Passage given:
Table Saw Cutting Capacity
The maximum width that may be cut in one pass with a table saw is called the rip capacity. Many table saws have a ripping capacity of around 24 inches, meaning the maximum width you can cut in one pass is 24 inches.
Depth of Cut
The maximum thickness that can be cut in one pass with a table saw is known as the depth of cut. The cutting depth is the distance from the table top to the top of the blade. Many table saws have a cutting depth of around 3 to 4 inches, which means the maximum thickness that can be cut in a single pass is 3 to 4 inches.
What are the Pros and Cons of a Table Saw?
- Excels at making long, straight, precise rip cuts
- Has the ability to make crosscuts, dados, grooves, and rabbets
- Large surface can handle big pieces of wood such as plywood
What is a Circular Saw?

Work to do:
A: In the table saw passage, what distance is the cutting depth?
B: List every type of cut that the table saw passage says a table saw can make.
C: From the table saw passage, extract the stretch from "- Excels at" through "a Circular Saw?".

Material supplied:
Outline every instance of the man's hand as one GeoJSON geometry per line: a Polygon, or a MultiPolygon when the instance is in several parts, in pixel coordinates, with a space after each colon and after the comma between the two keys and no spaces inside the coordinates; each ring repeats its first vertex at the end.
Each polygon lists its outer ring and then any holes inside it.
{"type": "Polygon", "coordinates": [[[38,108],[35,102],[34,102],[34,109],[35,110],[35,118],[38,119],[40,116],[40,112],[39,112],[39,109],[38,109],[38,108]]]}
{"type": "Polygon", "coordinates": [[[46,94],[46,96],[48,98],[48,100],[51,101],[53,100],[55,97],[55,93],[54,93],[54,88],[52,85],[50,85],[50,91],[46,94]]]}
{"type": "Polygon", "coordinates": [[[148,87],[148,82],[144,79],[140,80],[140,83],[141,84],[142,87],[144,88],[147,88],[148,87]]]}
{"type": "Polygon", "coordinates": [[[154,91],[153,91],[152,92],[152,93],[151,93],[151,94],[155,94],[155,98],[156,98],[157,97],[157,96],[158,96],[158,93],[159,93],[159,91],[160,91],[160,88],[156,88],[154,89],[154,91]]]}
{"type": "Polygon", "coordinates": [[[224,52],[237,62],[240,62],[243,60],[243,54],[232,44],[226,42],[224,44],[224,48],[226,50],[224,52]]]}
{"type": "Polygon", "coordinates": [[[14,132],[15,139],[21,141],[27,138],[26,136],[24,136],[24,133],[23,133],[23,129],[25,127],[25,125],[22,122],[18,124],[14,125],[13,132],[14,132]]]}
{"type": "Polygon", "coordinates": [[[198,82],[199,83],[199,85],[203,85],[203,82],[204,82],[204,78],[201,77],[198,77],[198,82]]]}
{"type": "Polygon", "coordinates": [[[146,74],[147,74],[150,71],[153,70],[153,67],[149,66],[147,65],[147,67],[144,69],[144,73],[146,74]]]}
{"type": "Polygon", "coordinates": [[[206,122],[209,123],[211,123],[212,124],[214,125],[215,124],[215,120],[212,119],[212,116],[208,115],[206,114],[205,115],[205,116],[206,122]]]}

Written answers:
A: The distance from the table top to the top of the blade.

B: Rip cuts, crosscuts, dados, grooves, rabbets

C:
- Excels at making long, straight, precise rip cuts
- Has the ability to make crosscuts, dados, grooves, and rabbets
- Large surface can handle big pieces of wood such as plywood
What is a Circular Saw?